I am well aware of this problem since I install every package in it's
own prefix, but (as you point out) it's a common problem. Perhaps the
standard should say that they help viewer must also look in /usr and
/usr/local apart from it's own prefix? Do we also need a standard name
of the environment variablr to use?

> As far as having the metadata as part of the main file goes: one
> drawback is the time penalty -- it is faster to read a number of small
> files to extract the metadata and see what docs are available (e.g.
> .desktop files) than to parse the same number of large document files.

I didn't really mean that the meta data must be embedded in large
document files, it could be a smaller file living besides the larger
files. My point was that the meta data should not be stored somewhere
else, rather be considered a part of the documentation. And how to store
if should be considered a part of the specification on which file
formats to use, rather than a separate issue, IMHO.

» **MATERIAL**

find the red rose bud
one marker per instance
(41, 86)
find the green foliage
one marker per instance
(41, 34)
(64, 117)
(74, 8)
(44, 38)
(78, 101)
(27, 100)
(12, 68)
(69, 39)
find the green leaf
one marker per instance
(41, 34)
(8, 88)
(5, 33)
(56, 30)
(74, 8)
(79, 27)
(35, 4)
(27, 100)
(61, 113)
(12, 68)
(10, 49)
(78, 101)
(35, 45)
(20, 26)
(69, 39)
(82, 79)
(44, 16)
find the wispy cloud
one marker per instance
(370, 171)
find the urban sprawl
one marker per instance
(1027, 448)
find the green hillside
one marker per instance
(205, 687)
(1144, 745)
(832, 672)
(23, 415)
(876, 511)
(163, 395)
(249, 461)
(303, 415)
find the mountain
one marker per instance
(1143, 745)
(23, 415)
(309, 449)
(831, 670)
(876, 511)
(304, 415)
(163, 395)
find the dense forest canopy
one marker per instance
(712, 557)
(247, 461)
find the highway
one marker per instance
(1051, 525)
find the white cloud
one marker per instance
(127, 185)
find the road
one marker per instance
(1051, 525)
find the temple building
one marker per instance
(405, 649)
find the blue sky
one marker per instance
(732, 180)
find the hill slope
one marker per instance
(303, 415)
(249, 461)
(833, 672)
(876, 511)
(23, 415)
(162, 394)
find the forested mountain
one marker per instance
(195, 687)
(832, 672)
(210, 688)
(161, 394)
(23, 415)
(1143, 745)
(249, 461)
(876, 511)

» **INSTRUCTION A**
Summarize the mailing-list reply on help documentation metadata in two sentences.
» **INSTRUCTION B**
In the mailing-list reply on help documentation metadata, which two directories does the writer propose the help viewer should also search besides its own prefix?
» **INSTRUCTION C**
Carry on the mailing-list reply on help documentation metadata, starting after its final sentence.

» **TASK RESPONSE A**
The writer, who installs every package in its own prefix, suggests that the standard could require the help viewer to look in /usr and /usr/local as well as its own prefix, and asks whether a standard environment variable name is also needed. Responding to the point that parsing large document files is slower than reading small metadata files, the writer clarifies that the metadata could be a smaller file beside the larger files, and argues that it should be part of the documentation and that how to store it belongs in the specification on file formats.

» **TASK RESPONSE B**
/usr and /usr/local

» **TASK RESPONSE C**
> > Then there is the task of designing the help viewer(s), but that can
> > be done in just any way, as long as it knows about these two simple
> > things?
> 
> Using one application name for the help viewer would mean I could not
> have the GNOME help viewer and the KDE help viewer installed and
> usable at the same time.

If you really want to do that you can have different commands to invoke
them, in the same way as you can have different versions of the same
viewer. But my assumption is that must people don't want that (they even
want to avoid it), they want to use their favourite viewer all the time.